■ **WORK INSTRUCTION 1**:
In the essay excerpt below, roughly what share of the global wine market do screw caps account for?
■ **WORK INSTRUCTION 2**:
Render this sentence from the essay excerpt in Spanish: "Opening wine is a physics experiment requiring two hands."

====== SUPPLIED PASSAGE

A true adaptive shoe does more than slip on. It stabilizes arches, supports the foot, resists weather, and handles real terrain, all while remaining wearable without the dexterity of a surgeon. Until designers deliver, the city is a gauntlet. Every misstep, every uneven curb, every icy patch is a test you never agreed to take. And if you fail, the consequences are immediate and physical.
Falls are the leading cause of non-fatal injuries in the U.S., particularly among older adults, and a major source of emergency-room visits. Designing instability into daily life is not innovation—it is negligence masquerading as choice.

The Sommelier of Desperation

After days of wrestling with laces and clasps, I decided I deserved a glass of Chardonnay. Medicinal. Crisp. But then I met the bottle.
Opening wine is a physics experiment requiring two hands. One stabilizes; one applies torque. With one hand out of commission, a corkscrew is a spiral of mockery. I reached for a screw top. Screw caps now account for roughly 30 percent of the global wine market, yet remain unfairly stigmatized. In that moment, a screw top was worth more than an 1855 Grand Cru.

============
====== ENTRIES SHOWN

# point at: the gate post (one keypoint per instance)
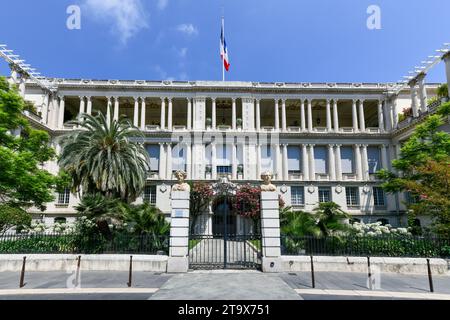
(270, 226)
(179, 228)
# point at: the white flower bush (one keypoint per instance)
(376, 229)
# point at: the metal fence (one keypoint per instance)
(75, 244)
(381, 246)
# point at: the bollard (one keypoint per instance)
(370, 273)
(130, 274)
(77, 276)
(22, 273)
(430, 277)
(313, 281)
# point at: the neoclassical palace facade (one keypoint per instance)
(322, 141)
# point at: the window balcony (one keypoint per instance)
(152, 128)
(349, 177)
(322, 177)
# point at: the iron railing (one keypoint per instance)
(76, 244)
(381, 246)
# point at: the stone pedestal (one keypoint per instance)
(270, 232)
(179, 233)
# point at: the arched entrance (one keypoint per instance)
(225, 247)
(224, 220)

============
====== ENTRIES SHOWN

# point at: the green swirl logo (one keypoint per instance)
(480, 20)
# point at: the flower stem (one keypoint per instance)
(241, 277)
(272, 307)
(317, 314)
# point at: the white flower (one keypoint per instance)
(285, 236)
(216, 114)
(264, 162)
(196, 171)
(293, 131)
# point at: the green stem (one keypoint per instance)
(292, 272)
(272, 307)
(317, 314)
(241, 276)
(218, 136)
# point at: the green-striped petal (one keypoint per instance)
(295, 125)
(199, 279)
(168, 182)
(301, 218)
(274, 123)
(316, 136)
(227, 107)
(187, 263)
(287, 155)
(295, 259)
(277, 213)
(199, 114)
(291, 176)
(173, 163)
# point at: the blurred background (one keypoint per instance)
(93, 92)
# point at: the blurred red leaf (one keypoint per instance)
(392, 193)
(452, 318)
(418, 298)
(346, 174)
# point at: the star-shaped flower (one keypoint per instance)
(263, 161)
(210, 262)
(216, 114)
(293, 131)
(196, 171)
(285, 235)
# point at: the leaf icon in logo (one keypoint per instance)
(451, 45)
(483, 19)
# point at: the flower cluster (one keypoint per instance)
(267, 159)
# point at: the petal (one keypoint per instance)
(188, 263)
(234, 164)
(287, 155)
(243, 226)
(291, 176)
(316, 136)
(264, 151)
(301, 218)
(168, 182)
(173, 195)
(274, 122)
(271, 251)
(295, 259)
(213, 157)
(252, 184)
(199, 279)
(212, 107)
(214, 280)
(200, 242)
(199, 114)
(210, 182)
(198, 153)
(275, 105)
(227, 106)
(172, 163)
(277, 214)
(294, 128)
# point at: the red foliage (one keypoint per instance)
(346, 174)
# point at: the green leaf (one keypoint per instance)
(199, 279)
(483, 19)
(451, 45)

============
====== ENTRIES SHOWN

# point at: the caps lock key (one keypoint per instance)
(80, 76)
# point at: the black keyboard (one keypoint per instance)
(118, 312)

============

■ **EXPECTED OUTPUT 1**:
Roughly 30 percent.

■ **EXPECTED OUTPUT 2**:
Abrir el vino es un experimento de física que requiere dos manos.